● **WRITTEN TASK**
Find the line containing "Target: pale sky near horizon", then print it and each following line through the end of the records, exactly and with nothing added; leave out any pictures.

● **DATA LISTING**
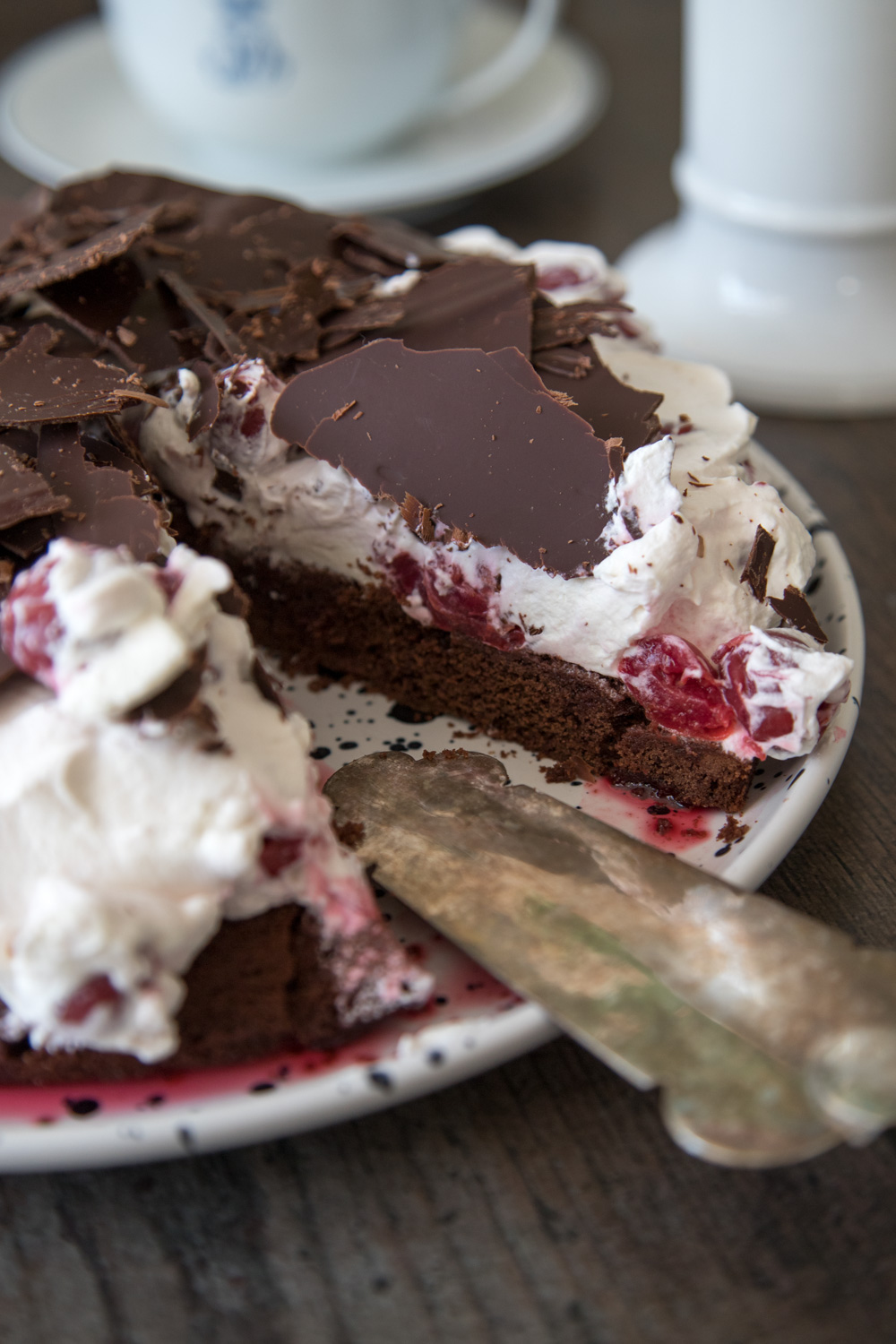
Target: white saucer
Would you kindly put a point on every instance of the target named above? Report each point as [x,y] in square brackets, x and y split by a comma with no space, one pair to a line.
[65,110]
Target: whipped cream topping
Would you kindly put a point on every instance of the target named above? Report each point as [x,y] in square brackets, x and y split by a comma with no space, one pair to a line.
[684,511]
[128,838]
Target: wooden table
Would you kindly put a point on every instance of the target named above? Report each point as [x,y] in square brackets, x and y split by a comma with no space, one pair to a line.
[541,1203]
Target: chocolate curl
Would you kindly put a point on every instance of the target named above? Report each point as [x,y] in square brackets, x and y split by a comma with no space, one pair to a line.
[794,609]
[755,572]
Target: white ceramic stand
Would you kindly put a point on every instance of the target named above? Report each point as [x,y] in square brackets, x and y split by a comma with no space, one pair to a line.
[782,263]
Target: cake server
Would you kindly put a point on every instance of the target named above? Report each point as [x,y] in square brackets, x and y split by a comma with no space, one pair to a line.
[770,1035]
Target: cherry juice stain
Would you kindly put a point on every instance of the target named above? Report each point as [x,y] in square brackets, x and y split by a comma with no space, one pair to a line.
[643,816]
[462,991]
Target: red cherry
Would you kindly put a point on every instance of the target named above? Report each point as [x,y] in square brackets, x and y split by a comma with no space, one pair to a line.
[30,624]
[96,991]
[559,277]
[279,852]
[457,607]
[677,687]
[763,722]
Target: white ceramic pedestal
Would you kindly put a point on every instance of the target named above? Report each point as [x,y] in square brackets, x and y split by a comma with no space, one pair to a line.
[782,263]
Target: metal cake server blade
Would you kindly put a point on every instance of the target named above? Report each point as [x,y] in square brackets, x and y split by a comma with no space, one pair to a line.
[771,1035]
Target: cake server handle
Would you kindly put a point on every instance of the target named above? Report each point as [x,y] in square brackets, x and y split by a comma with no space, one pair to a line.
[771,1035]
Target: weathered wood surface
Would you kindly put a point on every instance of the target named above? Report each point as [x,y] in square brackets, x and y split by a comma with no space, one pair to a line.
[543,1203]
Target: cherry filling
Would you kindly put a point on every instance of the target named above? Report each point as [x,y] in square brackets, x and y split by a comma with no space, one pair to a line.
[457,605]
[96,991]
[279,852]
[677,687]
[763,722]
[559,277]
[30,625]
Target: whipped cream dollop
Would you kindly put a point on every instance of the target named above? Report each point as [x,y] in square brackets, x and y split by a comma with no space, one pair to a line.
[131,827]
[684,511]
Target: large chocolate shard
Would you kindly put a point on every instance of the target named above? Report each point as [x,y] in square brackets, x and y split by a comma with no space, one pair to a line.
[474,303]
[38,387]
[468,435]
[104,508]
[99,247]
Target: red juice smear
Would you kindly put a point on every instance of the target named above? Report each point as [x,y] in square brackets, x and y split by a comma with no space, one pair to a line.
[657,822]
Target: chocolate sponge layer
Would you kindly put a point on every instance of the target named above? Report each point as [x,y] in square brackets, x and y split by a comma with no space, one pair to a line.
[586,722]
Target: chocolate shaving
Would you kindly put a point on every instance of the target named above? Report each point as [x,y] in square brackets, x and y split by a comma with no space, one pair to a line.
[177,701]
[38,387]
[611,408]
[370,242]
[469,432]
[565,360]
[794,609]
[366,316]
[212,322]
[207,403]
[568,324]
[755,572]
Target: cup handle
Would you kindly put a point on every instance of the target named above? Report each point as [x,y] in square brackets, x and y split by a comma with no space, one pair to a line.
[520,54]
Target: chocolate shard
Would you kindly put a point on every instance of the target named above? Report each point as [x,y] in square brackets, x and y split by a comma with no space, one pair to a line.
[616,456]
[476,303]
[387,241]
[367,316]
[39,387]
[104,507]
[794,609]
[474,435]
[755,572]
[611,408]
[228,340]
[86,255]
[23,491]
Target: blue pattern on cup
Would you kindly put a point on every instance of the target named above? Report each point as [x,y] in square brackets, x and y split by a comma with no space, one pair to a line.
[245,51]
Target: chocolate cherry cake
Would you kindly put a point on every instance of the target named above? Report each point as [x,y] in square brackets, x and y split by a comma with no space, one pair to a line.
[452,468]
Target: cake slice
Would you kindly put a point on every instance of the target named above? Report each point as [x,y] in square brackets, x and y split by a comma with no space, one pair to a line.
[172,889]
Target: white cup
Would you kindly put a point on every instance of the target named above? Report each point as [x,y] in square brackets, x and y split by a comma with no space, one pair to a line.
[314,78]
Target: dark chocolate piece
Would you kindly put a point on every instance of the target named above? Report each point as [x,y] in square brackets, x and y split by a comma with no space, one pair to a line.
[476,303]
[72,261]
[570,324]
[38,387]
[185,295]
[794,609]
[23,491]
[755,572]
[463,437]
[104,508]
[611,408]
[390,241]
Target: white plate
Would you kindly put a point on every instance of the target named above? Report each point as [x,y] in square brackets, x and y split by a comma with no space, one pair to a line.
[478,1024]
[65,109]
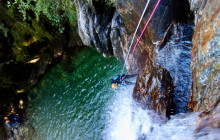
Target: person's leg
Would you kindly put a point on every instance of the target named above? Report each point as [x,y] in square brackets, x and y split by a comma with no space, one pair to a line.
[128,83]
[129,76]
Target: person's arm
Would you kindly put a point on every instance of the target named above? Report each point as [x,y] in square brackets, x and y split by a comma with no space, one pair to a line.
[128,83]
[129,76]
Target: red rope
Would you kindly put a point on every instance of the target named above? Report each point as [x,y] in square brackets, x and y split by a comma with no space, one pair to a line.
[141,36]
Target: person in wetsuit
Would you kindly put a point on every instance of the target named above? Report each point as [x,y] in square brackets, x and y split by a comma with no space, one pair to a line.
[117,80]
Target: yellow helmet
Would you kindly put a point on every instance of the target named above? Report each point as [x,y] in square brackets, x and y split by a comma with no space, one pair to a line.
[114,86]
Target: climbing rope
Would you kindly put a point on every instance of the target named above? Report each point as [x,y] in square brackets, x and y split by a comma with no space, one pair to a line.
[140,37]
[135,34]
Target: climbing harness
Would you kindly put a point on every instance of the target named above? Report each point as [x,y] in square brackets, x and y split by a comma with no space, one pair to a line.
[135,34]
[140,38]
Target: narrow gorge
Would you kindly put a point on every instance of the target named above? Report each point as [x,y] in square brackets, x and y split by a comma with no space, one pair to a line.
[53,77]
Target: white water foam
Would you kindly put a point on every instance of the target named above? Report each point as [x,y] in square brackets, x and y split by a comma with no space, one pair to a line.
[128,121]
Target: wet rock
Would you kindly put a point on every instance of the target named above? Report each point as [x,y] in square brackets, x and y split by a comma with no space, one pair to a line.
[205,56]
[155,90]
[209,121]
[94,24]
[175,56]
[170,28]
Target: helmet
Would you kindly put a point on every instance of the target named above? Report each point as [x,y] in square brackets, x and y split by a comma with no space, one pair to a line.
[114,86]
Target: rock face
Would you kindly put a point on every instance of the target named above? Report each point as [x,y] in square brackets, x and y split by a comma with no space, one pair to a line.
[155,89]
[209,119]
[205,55]
[101,26]
[169,32]
[167,43]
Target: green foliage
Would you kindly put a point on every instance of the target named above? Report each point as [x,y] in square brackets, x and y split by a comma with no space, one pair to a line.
[55,10]
[4,29]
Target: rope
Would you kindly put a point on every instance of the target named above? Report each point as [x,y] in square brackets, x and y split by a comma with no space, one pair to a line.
[141,36]
[135,34]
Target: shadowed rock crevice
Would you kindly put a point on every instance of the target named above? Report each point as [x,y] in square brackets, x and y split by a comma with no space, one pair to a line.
[94,22]
[155,90]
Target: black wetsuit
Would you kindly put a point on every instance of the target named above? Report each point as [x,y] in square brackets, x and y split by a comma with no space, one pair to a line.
[118,79]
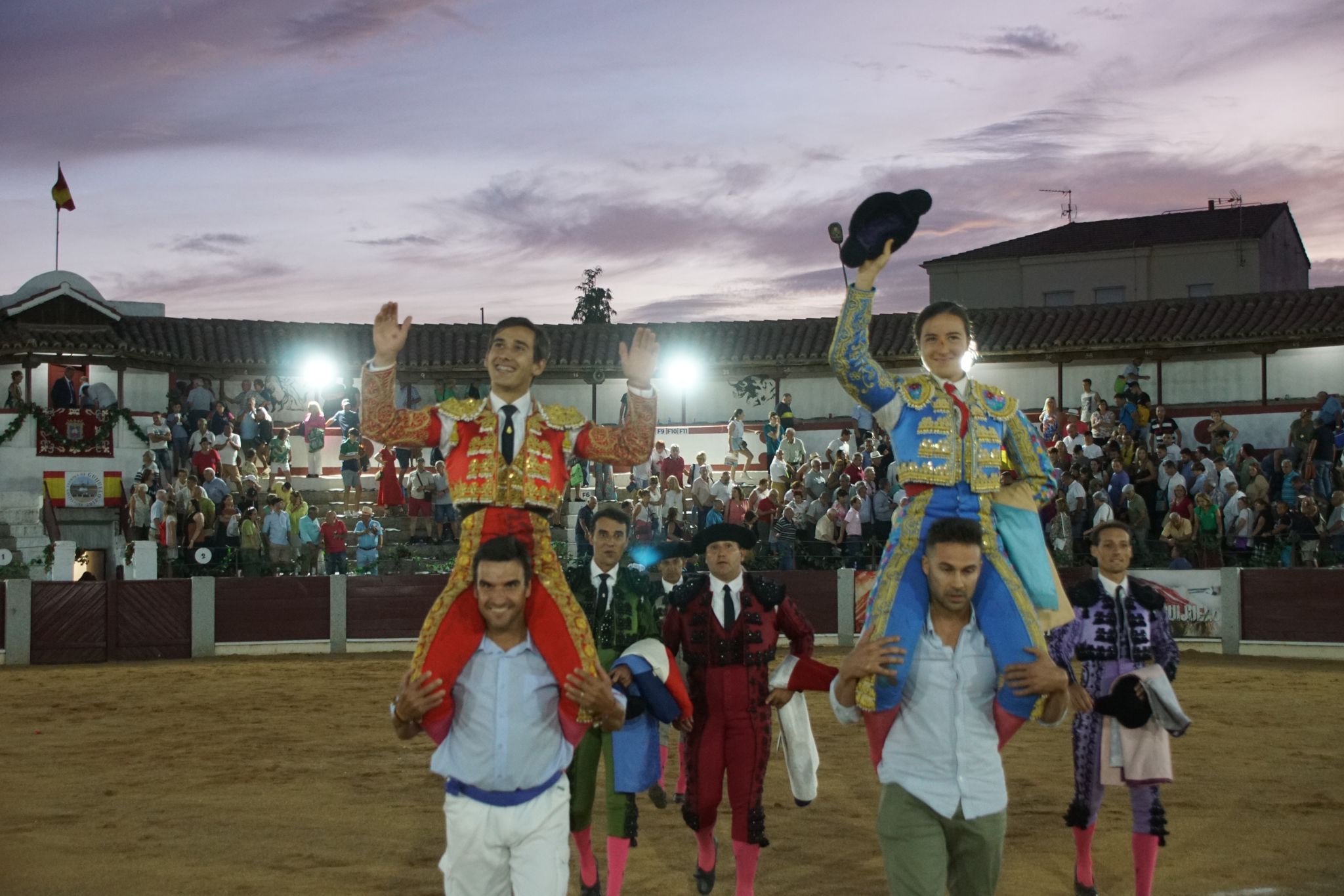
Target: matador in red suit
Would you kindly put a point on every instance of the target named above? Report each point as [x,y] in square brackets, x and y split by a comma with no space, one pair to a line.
[507,460]
[726,625]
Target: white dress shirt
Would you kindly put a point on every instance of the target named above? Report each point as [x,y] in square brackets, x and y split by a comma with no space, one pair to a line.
[944,747]
[890,413]
[717,597]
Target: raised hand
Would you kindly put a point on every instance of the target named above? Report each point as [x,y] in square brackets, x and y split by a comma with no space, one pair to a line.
[640,359]
[870,269]
[388,335]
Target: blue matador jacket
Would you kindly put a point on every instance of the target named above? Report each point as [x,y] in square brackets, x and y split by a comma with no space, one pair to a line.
[948,476]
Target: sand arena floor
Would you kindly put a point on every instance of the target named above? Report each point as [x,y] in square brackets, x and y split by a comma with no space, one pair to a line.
[249,775]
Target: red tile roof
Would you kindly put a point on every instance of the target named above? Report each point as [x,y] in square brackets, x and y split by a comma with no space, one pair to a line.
[1230,323]
[1246,222]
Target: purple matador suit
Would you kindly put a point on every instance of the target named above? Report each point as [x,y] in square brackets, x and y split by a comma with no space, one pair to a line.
[1109,651]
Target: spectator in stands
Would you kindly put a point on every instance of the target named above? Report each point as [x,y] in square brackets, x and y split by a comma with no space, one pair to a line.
[348,456]
[715,515]
[773,434]
[583,527]
[1086,402]
[674,527]
[65,393]
[420,489]
[795,452]
[1125,413]
[219,417]
[200,402]
[1330,410]
[1102,512]
[1117,484]
[369,539]
[1334,533]
[815,481]
[1322,452]
[214,487]
[280,457]
[738,439]
[1307,524]
[1178,534]
[1285,484]
[314,432]
[346,418]
[206,458]
[674,465]
[1255,487]
[786,410]
[702,462]
[784,537]
[843,445]
[1049,422]
[445,515]
[201,436]
[310,542]
[333,543]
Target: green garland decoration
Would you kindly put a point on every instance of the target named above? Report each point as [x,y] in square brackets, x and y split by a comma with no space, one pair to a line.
[45,424]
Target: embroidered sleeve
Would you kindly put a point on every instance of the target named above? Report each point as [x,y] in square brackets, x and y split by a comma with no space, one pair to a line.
[1166,652]
[854,365]
[795,626]
[628,443]
[1028,457]
[383,422]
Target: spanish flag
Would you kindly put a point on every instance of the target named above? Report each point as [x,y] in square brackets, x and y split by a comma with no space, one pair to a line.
[61,193]
[84,489]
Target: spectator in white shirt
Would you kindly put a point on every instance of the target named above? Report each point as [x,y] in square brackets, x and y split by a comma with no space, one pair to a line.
[944,802]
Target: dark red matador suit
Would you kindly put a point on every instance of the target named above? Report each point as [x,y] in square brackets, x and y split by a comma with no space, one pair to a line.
[496,499]
[729,682]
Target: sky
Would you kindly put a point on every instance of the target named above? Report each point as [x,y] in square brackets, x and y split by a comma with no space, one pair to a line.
[312,159]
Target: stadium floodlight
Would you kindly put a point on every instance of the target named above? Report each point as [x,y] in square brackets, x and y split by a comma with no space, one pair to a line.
[682,371]
[318,371]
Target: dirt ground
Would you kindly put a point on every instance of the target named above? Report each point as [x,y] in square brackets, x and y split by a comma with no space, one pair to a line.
[260,775]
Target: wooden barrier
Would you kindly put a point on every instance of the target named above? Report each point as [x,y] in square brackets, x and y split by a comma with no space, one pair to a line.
[1293,605]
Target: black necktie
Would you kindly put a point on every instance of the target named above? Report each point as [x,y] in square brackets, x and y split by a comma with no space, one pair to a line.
[507,439]
[604,596]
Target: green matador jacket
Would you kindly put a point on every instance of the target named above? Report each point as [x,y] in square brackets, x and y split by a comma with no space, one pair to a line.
[631,614]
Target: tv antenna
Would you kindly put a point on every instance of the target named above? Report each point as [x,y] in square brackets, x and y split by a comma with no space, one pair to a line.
[1069,210]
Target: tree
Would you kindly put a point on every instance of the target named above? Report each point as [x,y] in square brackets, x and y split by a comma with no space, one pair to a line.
[595,304]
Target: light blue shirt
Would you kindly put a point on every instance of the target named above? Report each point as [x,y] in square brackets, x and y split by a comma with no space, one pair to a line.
[944,748]
[276,527]
[506,731]
[310,531]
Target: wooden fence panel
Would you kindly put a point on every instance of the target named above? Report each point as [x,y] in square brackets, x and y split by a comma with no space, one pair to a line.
[272,609]
[69,622]
[154,620]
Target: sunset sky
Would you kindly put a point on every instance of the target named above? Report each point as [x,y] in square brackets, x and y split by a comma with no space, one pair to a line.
[312,159]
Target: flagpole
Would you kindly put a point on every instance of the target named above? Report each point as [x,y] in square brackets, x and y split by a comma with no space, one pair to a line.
[58,225]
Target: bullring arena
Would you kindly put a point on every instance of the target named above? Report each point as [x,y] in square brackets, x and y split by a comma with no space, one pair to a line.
[280,775]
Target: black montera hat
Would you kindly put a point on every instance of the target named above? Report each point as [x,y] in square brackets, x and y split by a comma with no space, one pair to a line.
[879,218]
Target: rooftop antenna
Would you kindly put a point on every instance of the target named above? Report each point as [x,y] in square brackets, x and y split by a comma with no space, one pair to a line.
[1069,210]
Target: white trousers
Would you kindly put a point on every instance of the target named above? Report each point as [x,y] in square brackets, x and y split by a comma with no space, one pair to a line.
[496,851]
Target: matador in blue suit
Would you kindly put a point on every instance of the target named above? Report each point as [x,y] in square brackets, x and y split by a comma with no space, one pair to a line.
[950,437]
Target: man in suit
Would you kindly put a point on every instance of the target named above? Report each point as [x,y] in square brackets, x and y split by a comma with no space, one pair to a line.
[726,625]
[65,393]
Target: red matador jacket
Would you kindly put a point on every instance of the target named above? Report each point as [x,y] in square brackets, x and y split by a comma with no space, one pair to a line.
[747,651]
[499,499]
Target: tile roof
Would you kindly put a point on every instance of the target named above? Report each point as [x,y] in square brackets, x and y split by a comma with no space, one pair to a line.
[1233,323]
[1246,222]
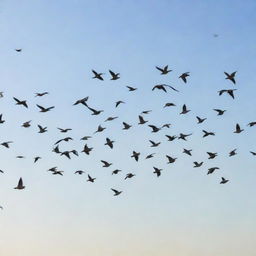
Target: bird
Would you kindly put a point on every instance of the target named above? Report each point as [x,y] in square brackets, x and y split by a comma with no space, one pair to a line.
[21,102]
[184,76]
[87,150]
[238,129]
[64,130]
[135,155]
[116,171]
[196,164]
[184,136]
[20,185]
[233,152]
[6,144]
[90,179]
[131,89]
[229,91]
[184,110]
[26,124]
[1,119]
[82,101]
[116,192]
[37,158]
[200,120]
[119,102]
[80,172]
[219,111]
[42,129]
[211,155]
[105,163]
[114,75]
[212,169]
[170,159]
[169,104]
[154,128]
[97,75]
[231,77]
[126,126]
[141,120]
[40,94]
[109,142]
[154,144]
[111,118]
[207,133]
[187,151]
[150,156]
[100,129]
[129,176]
[164,70]
[223,180]
[171,138]
[157,171]
[44,110]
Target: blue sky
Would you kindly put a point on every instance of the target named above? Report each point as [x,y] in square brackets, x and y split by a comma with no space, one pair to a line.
[184,212]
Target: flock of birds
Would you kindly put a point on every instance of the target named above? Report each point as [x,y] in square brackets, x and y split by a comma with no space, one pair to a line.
[141,121]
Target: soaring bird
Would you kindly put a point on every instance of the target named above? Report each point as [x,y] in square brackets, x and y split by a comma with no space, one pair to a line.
[21,102]
[114,75]
[184,76]
[43,109]
[238,129]
[231,77]
[20,184]
[135,155]
[223,180]
[184,110]
[97,75]
[164,70]
[116,192]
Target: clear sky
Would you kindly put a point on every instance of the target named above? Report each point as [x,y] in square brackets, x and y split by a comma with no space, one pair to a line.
[184,212]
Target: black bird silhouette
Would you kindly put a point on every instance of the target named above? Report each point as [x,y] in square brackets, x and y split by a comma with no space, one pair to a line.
[119,102]
[43,110]
[170,159]
[223,180]
[109,142]
[131,89]
[154,128]
[97,75]
[114,75]
[141,120]
[238,129]
[116,192]
[87,150]
[126,126]
[212,169]
[231,77]
[196,164]
[163,70]
[21,102]
[105,163]
[157,171]
[135,155]
[207,133]
[42,129]
[20,185]
[184,76]
[90,179]
[184,110]
[200,120]
[40,94]
[219,111]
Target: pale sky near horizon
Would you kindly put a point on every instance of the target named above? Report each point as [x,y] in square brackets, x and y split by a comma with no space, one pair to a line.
[184,212]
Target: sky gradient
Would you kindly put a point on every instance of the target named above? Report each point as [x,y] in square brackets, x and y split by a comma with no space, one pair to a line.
[184,212]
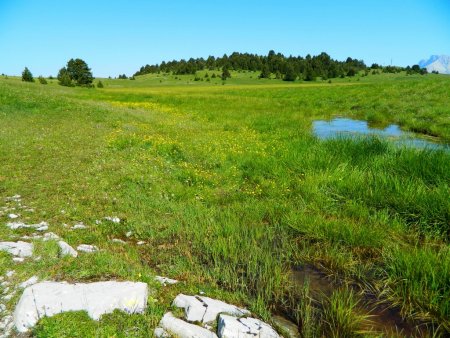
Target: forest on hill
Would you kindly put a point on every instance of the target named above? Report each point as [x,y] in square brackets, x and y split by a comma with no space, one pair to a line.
[275,65]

● **EXERCISE OUTPUT**
Target: pale sky near horizon
Would you kindly put a point on every instance of the target named above? Report each point as [x,y] in square brackets, x and y split by a comma with no space, one pair to a line.
[184,212]
Target: sky gradient
Would you kindly put a point on every instance of the target named above? Report each point as [x,y] in square brackets, x and y split by a comma with no space, one pair to a line.
[184,212]
Target: forest on hill
Would you kindly put a point on every instance of the target named above? Report each point as [x,y] in square brackets, x and y split by a comma with no space, one pair to a line.
[275,65]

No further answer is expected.